======== DATA LISTING

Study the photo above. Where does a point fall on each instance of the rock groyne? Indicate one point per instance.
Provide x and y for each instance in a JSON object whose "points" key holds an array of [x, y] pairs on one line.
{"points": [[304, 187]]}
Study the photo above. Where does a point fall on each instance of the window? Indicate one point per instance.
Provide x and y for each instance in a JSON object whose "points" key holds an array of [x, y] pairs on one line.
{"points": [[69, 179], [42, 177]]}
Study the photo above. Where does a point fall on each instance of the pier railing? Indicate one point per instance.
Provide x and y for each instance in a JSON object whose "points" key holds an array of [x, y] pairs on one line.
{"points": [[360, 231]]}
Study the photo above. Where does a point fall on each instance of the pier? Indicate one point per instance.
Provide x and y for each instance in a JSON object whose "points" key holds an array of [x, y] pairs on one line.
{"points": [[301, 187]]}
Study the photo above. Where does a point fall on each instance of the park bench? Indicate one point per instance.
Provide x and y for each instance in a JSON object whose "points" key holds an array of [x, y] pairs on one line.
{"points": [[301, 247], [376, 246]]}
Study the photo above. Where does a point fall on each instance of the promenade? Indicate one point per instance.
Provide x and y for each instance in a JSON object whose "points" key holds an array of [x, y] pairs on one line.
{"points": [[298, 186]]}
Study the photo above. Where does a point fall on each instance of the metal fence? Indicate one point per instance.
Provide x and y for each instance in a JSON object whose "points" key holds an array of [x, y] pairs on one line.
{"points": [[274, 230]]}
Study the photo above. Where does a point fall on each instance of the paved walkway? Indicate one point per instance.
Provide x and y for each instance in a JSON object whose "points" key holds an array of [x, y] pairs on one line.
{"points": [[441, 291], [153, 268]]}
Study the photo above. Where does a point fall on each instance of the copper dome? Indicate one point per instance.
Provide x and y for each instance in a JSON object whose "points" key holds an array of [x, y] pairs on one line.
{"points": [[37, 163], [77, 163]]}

================

#### TO DO
Restate every line of the data word for word.

#### WRITTEN ANSWER
Study the photo above. Where does a point fall on each instance of the rock groyne? Indicate one point per instance.
Provide x and y for each instance in a JSON object whose "points" key holds an array of [x, y] pairs on one line.
{"points": [[304, 187]]}
Study the photo above. Where does a point fall on each instance of the window? Indicate one point per instance.
Provide x and y for each instance in a JSON object whose "points" key holds an array of [x, y] pairs on one line.
{"points": [[69, 179], [42, 177]]}
Study the photo above. Where does a point fall on each instance of the pier railing? Indicate one point per instance.
Provide x and y for each instance in a JSON object whose "points" key holds an array of [x, y] pairs on one line.
{"points": [[360, 231]]}
Study the photo above. Where does a point fall on each instance of the pier? Indicate one point per instance.
Provide x and y for each instance in a JSON object whose "points" key holds an array of [x, y] pairs on one line.
{"points": [[301, 187]]}
Study the photo above. Where does a point fall on each instance of the park bench? Indicate one point per instance.
Provide x and y for each instance in a JSON object whose "points" key holds an array of [x, y] pairs on one line.
{"points": [[301, 247], [376, 246]]}
Study the photo above. Where does a point fall on each instance of the promenade? Indicate one point per instance.
Provide x and y for each instance in a JSON object whose "points" key holds an array of [x, y] pairs on one line.
{"points": [[298, 186]]}
Study the photo above. Where does a point fall on each instance of the metal fence? Indicate one point per instance.
Provide x and y for each instance in a JSON object whose "points" key holds an array of [x, y] pairs on one line.
{"points": [[274, 230]]}
Study the photo above. Where does a point fall on each instance of the paved walkway? Indicate one point per instance.
Provide x and y for each instance in a JSON object whose "points" key holds an array of [x, y] pairs on one line.
{"points": [[441, 291], [153, 268]]}
Study the photo above. Where does a point fall on each instance of the copper dome? Indicate one point per instance.
Provide x and y for each instance in a JSON object whose "points" key holds an array of [x, y] pairs on one line.
{"points": [[37, 163], [77, 163]]}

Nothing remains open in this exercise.